# Document excerpt
▶

The next thing you should do is to follow through on your obligations. After reading your divorce decree, you’ll have a list of tasks you need to complete. For example, the divorce decree may require you to remove your spouse’s name from your home loan by either selling your home or refinancing your mortgage. Making a list is a good idea because it will help you avoid being in violation of your divorce agreement simply because you forgot to do something.

Updating some important documents is also a must. After a divorce, your ex spouse’s name is probably still listed on many legal and financial documents, including some you may not see on a regular basis. Your legal name and address may have also changed. Therefore, you should update documents such as, your will, power of attorney, life insurance polices, emergency contact information that is on file with an employer, checking accounts, savings accounts, and credit card accounts.

◀

# Data provided
▶

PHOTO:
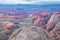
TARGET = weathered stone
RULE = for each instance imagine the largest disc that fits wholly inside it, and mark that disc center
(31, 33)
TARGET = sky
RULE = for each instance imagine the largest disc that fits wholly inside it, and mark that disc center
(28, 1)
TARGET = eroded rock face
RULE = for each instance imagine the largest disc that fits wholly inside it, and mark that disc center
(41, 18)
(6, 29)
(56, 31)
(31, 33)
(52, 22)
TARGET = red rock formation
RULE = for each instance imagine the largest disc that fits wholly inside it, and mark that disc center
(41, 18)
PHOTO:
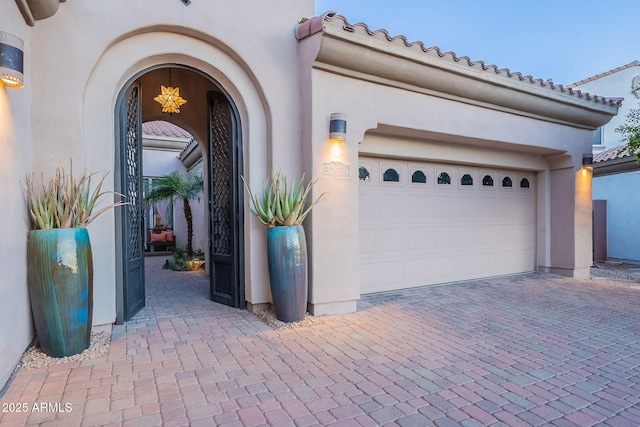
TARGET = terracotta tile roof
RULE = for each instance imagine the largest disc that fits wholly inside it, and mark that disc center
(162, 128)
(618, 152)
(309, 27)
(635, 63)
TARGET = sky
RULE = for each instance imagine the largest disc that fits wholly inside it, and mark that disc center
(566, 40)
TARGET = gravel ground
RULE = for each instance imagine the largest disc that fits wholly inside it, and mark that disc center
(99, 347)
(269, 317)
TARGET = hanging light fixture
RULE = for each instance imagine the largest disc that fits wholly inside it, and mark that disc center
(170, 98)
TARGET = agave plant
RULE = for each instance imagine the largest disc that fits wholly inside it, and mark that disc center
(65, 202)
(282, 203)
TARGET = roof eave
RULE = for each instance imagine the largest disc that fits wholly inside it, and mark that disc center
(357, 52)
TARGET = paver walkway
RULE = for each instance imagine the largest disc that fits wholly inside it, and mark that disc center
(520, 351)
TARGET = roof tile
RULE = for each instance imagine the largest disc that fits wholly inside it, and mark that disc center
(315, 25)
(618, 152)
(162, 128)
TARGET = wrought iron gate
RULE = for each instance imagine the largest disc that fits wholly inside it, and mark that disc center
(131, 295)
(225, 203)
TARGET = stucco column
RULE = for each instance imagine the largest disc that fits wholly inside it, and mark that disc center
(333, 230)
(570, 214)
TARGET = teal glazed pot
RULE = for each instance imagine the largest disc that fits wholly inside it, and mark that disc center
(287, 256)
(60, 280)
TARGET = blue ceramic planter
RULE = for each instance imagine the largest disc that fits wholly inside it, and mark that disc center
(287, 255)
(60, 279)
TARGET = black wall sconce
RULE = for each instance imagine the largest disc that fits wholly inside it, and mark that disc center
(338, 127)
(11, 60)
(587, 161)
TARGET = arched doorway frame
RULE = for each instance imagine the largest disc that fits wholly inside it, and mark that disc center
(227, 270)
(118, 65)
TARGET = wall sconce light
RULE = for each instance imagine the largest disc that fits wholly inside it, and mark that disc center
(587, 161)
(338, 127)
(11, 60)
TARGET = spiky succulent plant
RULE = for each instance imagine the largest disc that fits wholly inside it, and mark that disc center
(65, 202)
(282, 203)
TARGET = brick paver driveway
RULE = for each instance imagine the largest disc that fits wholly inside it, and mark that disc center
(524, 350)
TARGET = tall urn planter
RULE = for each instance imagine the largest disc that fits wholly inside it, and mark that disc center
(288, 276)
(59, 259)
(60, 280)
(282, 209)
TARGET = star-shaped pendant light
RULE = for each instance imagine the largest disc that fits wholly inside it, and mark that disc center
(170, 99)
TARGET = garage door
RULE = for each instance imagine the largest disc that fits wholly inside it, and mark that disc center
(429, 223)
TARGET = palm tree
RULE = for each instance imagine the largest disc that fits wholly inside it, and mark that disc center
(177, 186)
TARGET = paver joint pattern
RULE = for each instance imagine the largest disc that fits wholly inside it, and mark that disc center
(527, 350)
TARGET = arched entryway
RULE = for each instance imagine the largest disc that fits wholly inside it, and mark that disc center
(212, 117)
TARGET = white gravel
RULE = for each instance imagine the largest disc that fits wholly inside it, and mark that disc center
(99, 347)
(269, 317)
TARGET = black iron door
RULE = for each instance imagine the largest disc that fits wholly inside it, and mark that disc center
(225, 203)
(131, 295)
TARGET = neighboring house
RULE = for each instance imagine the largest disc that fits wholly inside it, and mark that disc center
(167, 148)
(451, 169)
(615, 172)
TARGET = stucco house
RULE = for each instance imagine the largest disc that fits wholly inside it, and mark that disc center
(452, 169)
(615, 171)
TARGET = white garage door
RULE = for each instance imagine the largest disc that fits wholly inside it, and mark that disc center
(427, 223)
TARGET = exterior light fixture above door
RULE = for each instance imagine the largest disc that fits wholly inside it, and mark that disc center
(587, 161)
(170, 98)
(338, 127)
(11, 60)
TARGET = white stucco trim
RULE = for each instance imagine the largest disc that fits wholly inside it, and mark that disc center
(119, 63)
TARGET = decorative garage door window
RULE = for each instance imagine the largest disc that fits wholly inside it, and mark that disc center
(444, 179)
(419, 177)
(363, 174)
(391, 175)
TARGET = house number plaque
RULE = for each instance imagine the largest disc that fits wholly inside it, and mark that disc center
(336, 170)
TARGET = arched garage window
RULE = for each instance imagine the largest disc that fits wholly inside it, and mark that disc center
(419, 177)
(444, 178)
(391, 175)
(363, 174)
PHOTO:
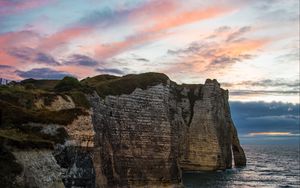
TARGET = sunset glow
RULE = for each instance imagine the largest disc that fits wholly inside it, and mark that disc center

◀

# Exercise directions
Extend the text on post-divorce steps, picking up after its last sentence. The lines have no connection to the text about post-divorce steps.

# Response to this task
Lastly, you should take some time to reconnect with family and friends. A divorce is a major life-changing event. It is stressful and disruptive to your regular routine. Take some time to yourself, meet new friends, join a gym, or even take a vacation. If you have children, remember that their lives have also been shaken up. Spend extra time with them to provide reassurance that everything is OK. Younger children in particular may have trouble coming to terms with the divorce, so pay attention to what they’re saying and what’s left unsaid. Consider talking to a family therapist if you think your children are having a difficult time adjusting.